• Work to do: Summarize the passage below on the Great War in two sentences.

• Document text:

- - -

The assassination on 28 June 1914 of Archduke Franz Ferdinand, heir to the throne of Austria-Hungary, threw the world into chaos. It brought to a head simmering international tensions and precipitated a conflict that lasted for more than four years. By the time it ended with the Armistice on 11 November 1918, more than 70 million military personnel had been drawn into the fighting and more than 9 million of them had died. This conflict became known as The Great War, because it was thought to be the war to end all wars. History tells us that wasn't to be; just 21 years later Hitler's megalomania led to World War Two.
Many young British and Australian men (among those of many other nations) enlisted to do their bit for their respective countries, and, I suspect, for civilisation.
In 1914 Australia's population was about four million. More than 38% of the total male population aged between 18 and 44 enlisted for service. Nearly 60,000 (or 1.5% of the total population) died, 167,000 were wounded, and 4,000 were taken prisoner. The Australian casualty rate (proportionate to total embarkations) was the highest of the war.

- - -

• Dataset extract:
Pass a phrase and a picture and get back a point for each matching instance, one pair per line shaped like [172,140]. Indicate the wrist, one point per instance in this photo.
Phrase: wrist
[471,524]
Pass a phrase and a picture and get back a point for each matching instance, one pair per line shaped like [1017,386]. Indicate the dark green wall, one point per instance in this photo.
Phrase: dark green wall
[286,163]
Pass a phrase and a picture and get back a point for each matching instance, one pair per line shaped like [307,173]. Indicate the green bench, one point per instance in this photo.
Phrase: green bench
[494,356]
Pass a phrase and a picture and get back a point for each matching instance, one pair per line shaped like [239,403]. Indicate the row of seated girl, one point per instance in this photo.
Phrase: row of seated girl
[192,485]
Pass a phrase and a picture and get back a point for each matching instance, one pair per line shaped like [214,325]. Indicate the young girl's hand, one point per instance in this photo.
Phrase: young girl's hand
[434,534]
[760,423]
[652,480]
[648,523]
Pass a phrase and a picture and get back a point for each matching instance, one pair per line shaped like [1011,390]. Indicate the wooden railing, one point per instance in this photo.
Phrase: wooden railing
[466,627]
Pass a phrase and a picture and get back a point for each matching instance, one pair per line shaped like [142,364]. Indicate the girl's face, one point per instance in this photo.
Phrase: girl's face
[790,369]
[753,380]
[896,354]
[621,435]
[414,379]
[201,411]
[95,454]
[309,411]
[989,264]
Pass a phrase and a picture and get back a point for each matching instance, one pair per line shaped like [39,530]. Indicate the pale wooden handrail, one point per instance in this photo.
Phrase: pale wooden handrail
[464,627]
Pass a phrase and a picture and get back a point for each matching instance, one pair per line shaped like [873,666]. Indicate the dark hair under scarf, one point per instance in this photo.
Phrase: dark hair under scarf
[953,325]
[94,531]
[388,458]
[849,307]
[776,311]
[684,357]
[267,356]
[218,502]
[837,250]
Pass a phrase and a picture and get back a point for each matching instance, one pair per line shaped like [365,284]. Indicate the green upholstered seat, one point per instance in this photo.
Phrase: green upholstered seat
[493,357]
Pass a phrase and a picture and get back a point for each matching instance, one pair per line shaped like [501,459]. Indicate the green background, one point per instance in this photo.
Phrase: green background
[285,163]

- - -

• Finished exercise: The assassination of Archduke Franz Ferdinand on 28 June 1914 precipitated a conflict that lasted until the Armistice on 11 November 1918, drew in more than 70 million military personnel, and killed more than 9 million of them. Australia, with a population of about four million, saw more than 38% of its men aged 18 to 44 enlist; nearly 60,000 died, 167,000 were wounded, 4,000 were taken prisoner, and its casualty rate relative to embarkations was the highest of the war.